Stated task —
Convert every line of the records below into a JSON list of strings, with one string per line and no blank lines.

Data entries —
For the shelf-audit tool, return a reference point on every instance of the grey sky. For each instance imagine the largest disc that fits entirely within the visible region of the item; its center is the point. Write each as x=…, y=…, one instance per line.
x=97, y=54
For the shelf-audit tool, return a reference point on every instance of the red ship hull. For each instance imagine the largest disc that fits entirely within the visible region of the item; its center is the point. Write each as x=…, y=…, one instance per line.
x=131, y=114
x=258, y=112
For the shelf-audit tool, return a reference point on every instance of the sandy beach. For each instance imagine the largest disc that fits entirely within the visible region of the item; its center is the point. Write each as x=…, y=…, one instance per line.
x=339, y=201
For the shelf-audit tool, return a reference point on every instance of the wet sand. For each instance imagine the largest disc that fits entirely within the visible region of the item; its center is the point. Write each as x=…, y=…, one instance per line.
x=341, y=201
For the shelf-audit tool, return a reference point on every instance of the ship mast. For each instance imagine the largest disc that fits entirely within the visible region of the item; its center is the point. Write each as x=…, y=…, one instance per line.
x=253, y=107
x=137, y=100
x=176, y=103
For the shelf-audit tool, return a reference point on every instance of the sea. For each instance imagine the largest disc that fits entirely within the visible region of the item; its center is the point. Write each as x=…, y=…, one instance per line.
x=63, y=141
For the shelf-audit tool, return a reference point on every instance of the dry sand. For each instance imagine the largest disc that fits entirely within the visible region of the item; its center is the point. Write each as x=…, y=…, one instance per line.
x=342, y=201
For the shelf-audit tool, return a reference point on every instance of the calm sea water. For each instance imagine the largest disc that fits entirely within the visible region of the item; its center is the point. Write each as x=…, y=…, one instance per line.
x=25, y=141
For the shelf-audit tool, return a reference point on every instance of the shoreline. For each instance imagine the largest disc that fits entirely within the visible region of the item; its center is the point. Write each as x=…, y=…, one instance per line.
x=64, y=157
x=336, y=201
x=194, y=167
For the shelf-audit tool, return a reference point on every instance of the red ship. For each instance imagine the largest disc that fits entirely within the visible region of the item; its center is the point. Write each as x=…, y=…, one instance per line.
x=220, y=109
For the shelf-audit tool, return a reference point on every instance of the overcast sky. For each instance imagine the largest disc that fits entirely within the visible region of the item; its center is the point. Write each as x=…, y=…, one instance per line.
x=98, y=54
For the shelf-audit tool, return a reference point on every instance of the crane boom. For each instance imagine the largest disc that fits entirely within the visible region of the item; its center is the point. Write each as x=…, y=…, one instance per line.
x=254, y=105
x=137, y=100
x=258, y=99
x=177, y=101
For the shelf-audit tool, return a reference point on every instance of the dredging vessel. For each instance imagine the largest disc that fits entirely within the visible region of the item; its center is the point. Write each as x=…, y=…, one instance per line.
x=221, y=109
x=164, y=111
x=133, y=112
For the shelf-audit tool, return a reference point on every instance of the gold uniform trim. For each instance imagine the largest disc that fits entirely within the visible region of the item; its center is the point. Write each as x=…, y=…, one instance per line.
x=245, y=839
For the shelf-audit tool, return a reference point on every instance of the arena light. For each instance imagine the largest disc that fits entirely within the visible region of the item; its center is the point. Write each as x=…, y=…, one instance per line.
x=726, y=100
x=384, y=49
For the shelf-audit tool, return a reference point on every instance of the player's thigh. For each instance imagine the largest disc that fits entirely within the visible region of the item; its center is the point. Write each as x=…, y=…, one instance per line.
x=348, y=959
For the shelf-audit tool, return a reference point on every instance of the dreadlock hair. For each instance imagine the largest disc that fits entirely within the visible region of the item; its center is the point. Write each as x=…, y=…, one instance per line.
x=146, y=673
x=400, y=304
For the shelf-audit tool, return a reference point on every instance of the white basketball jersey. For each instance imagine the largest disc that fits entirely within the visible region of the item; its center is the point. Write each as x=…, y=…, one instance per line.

Output —
[
  "For the shelf-audit tool, return a reference point on every instance of the grey sky. For each instance imagine the largest disc that fits entirely within the visible region of the item; its center is the point. Write each as x=…, y=…, one instance per line.",
  "x=97, y=54",
  "For the shelf-audit tool, return a reference point on every instance of the red ship hull. For each instance imagine the largest disc that fits entirely within the visible region of the item; its center is the point. Write each as x=…, y=…, one instance per line.",
  "x=131, y=114",
  "x=258, y=112",
  "For the shelf-audit tool, return a reference point on every instance of the sandy beach. For each instance imagine the largest disc that fits entirely within the visible region of the item; its center is the point. Write each as x=…, y=…, one instance per line.",
  "x=339, y=201",
  "For the shelf-audit tool, return a reference point on every instance of the wet sand. For each instance imagine the largest disc that fits entirely within the visible region of the item; its center is the point. Write each as x=…, y=…, one instance per line.",
  "x=341, y=201",
  "For the shelf-audit tool, return a reference point on every instance of the ship mast. For each instance imagine the largest disc that fits entirely within the visible region of the item; its center is the point. Write each as x=…, y=…, one instance per line.",
  "x=253, y=107",
  "x=137, y=100",
  "x=176, y=103",
  "For the shelf-audit tool, return a reference point on every instance of the sea. For each instance imagine the largest disc that fits entirely within the visible region of the item; its center is the point. Write each as x=…, y=…, one instance per line.",
  "x=63, y=141",
  "For the shelf-audit tool, return a reference point on every instance of the dry sand. For each instance imagine the largest disc that fits entirely within the visible region of the item; its center is the point. Write each as x=…, y=…, one instance per line.",
  "x=342, y=201",
  "For the shelf-audit tool, return a reference point on every instance of the calm sea water. For each instance imagine the largest disc that fits entirely within the visible region of the item; its center is the point. Write each as x=…, y=…, one instance per line.",
  "x=25, y=141",
  "For the shelf-audit tool, return a reference point on every instance of the shoreline. For each instance imagine the largest disc that fits entirely within the visible region of the item; its center is the point. Write each as x=…, y=…, one instance per line.",
  "x=64, y=157",
  "x=336, y=201",
  "x=194, y=167",
  "For the shelf-audit tool, return a reference point on every instance of the red ship. For each instance imagine the largest disc that fits entirely within the visible region of the item; its center is the point. Write each as x=…, y=…, one instance per line.",
  "x=220, y=109",
  "For the shelf-audit tool, return a reference point on every instance of the overcast sky. For each instance imagine the largest disc that fits entirely within the visible region of the item; its center is the point. Write each as x=…, y=…, one instance per line.",
  "x=98, y=54",
  "For the shelf-audit tool, return a reference point on every instance of the crane boom. For each instance imagine the largest disc that fits entirely within the visible region of the item; its center is the point. Write each as x=…, y=…, one instance per line.",
  "x=254, y=105",
  "x=137, y=100",
  "x=258, y=99",
  "x=177, y=101",
  "For the shelf-audit tool, return a reference point on every instance of the dredging vessel. For each instance imagine the largest disc that fits entirely within the visible region of the item; its center is the point. Write each as x=…, y=…, one instance per line.",
  "x=221, y=109",
  "x=164, y=111",
  "x=133, y=112",
  "For the shelf-audit tool, return a reference point on every instance of the gold uniform trim. For each instance imagine the largest disc that fits entirely within the visible region of the item; its center is the point. Write each as x=…, y=…, one instance per line.",
  "x=245, y=839",
  "For the shelf-audit tool, return a reference point on every instance of the arena light. For each instance imagine the largest disc that fits entirely within the visible region of the item; its center is the point. Write each as x=…, y=…, one instance per line.",
  "x=726, y=100",
  "x=384, y=49",
  "For the shelf-audit tool, return a reference point on every instance of the player's thigh. For each instance imagine the largest disc that fits entirely within the visible region of the item; its center is the point. Write each as x=…, y=…, one instance per line.",
  "x=348, y=959",
  "For the shelf-audit tool, return a reference point on every instance of the dreadlock hair. For each instance imagine the largest disc that fits entirely within the visible region of the item; its center is the point. Write each as x=…, y=…, one instance per line.",
  "x=146, y=673",
  "x=400, y=304",
  "For the shelf-audit tool, return a reference point on every instance of the white basketball jersey. For each instance imagine the largest disc that fits entirely within the visible region of the item; its center is the point. Write each as x=…, y=…, one instance per line."
]